## WHAT YOU HAVE TO DO
Repeat each record exactly. Any picture gets left out.

## DATA SUPPLIED
——————
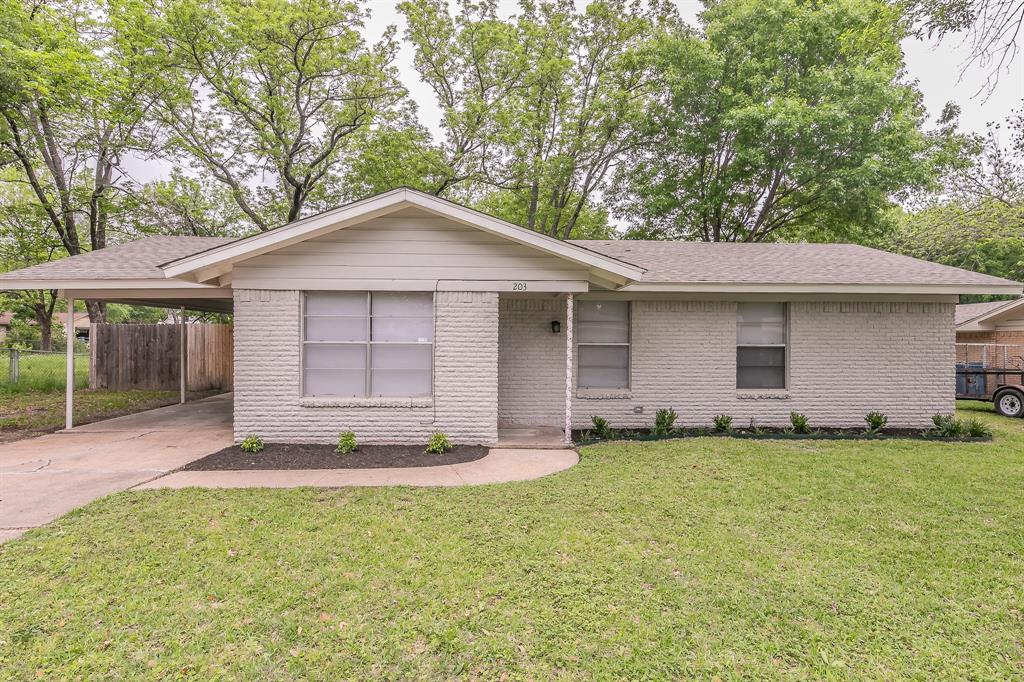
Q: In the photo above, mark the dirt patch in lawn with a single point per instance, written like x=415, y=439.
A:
x=307, y=456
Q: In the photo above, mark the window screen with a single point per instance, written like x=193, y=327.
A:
x=761, y=345
x=359, y=344
x=603, y=344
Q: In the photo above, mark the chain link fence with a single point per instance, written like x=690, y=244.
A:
x=23, y=371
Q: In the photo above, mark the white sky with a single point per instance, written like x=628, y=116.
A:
x=937, y=68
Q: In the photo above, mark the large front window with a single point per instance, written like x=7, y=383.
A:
x=603, y=344
x=761, y=345
x=359, y=344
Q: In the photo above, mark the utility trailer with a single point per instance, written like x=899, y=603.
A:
x=991, y=373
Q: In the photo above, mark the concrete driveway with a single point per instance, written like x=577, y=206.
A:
x=45, y=477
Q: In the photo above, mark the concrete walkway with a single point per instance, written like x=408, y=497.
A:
x=499, y=466
x=45, y=477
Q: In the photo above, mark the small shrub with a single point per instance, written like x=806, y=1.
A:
x=948, y=426
x=252, y=443
x=665, y=419
x=439, y=443
x=800, y=423
x=876, y=421
x=977, y=428
x=601, y=427
x=346, y=442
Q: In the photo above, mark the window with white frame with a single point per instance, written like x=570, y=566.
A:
x=761, y=345
x=603, y=344
x=359, y=344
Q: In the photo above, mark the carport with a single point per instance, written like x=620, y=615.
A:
x=127, y=273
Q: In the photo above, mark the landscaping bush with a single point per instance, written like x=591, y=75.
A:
x=252, y=443
x=346, y=442
x=665, y=420
x=439, y=443
x=977, y=428
x=601, y=427
x=948, y=426
x=800, y=423
x=876, y=421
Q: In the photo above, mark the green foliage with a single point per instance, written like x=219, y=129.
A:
x=876, y=421
x=601, y=428
x=976, y=428
x=252, y=443
x=542, y=104
x=948, y=426
x=723, y=423
x=346, y=442
x=665, y=420
x=438, y=443
x=781, y=118
x=800, y=423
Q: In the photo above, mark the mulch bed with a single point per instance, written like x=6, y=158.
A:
x=309, y=456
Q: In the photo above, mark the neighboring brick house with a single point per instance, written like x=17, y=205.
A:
x=403, y=313
x=995, y=322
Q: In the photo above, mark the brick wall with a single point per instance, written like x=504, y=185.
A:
x=267, y=377
x=845, y=360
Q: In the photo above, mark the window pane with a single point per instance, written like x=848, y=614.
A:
x=346, y=383
x=336, y=329
x=760, y=324
x=402, y=329
x=336, y=303
x=329, y=356
x=603, y=367
x=401, y=356
x=760, y=368
x=400, y=383
x=402, y=304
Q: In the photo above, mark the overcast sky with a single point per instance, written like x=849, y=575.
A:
x=937, y=68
——————
## ANSWER IN FULL
Q: In the photo above, mark the dirt patch in lawn with a single point per instance, written like x=415, y=439.
A:
x=307, y=456
Q: In the photo above, mark the window screen with a single point per instance, written like x=193, y=327.
A:
x=761, y=345
x=359, y=344
x=603, y=344
Q: In the photo above, mark the chain link fence with a single point per instance, written like x=690, y=244.
A:
x=23, y=371
Q: In the photo above, mark the white sky with a single point per instance, written like x=628, y=116.
A:
x=937, y=68
Q: In the photo above, mark the large front window with a single point per instance, written like x=7, y=383.
A:
x=603, y=344
x=761, y=345
x=359, y=344
Q: In the photo above, mark the utility trailer with a single point per instance, written like x=899, y=603.
A:
x=991, y=373
Q: In the photo above, mark the concrete driveway with a single point per instance, written like x=577, y=206.
A:
x=45, y=477
Q: In the photo above, mark the concrete walkway with a single point per instance, written like x=408, y=497.
A:
x=499, y=466
x=45, y=477
Q: In the photo above, mark the small shrub with a single point per instance, written like x=806, y=1.
A:
x=948, y=426
x=252, y=443
x=665, y=419
x=439, y=443
x=800, y=423
x=876, y=421
x=977, y=428
x=601, y=427
x=346, y=442
Q: In the photo above, mark the window with white frame with a single point per instance, written like x=570, y=566.
A:
x=761, y=345
x=603, y=344
x=359, y=344
Q: In the photo above, mark the carport with a single point per instance, written like x=620, y=615.
A:
x=127, y=273
Q: In the photo above, mark the landscaping bush with a single point per instance, written like x=591, y=75.
A:
x=252, y=443
x=346, y=442
x=665, y=420
x=439, y=443
x=977, y=428
x=601, y=427
x=948, y=426
x=800, y=423
x=876, y=421
Q: In the photo above, mark the green foliage with a single point per instance, written like x=219, y=129.
A:
x=876, y=421
x=601, y=428
x=976, y=428
x=252, y=443
x=542, y=104
x=948, y=426
x=723, y=423
x=346, y=442
x=665, y=420
x=438, y=443
x=781, y=118
x=800, y=423
Q: In the photo above, mark the mulch bed with a single point per instance, written like x=6, y=158.
A:
x=309, y=456
Q: In the photo above, mark the neighboring brick house with a single point per instance, written like x=17, y=205.
A:
x=403, y=313
x=995, y=322
Q: In the photo above, mark the brick wall with a single point per instance, written like x=504, y=185.
A:
x=267, y=377
x=845, y=360
Q: In the photo above, mark the window pane with a single point per instance, written like x=848, y=614.
A:
x=346, y=383
x=336, y=329
x=760, y=324
x=402, y=329
x=336, y=303
x=329, y=356
x=603, y=367
x=401, y=356
x=760, y=368
x=400, y=383
x=402, y=304
Q: In the photo above, mark the overcast sky with a single point per instance, written like x=849, y=575.
A:
x=937, y=68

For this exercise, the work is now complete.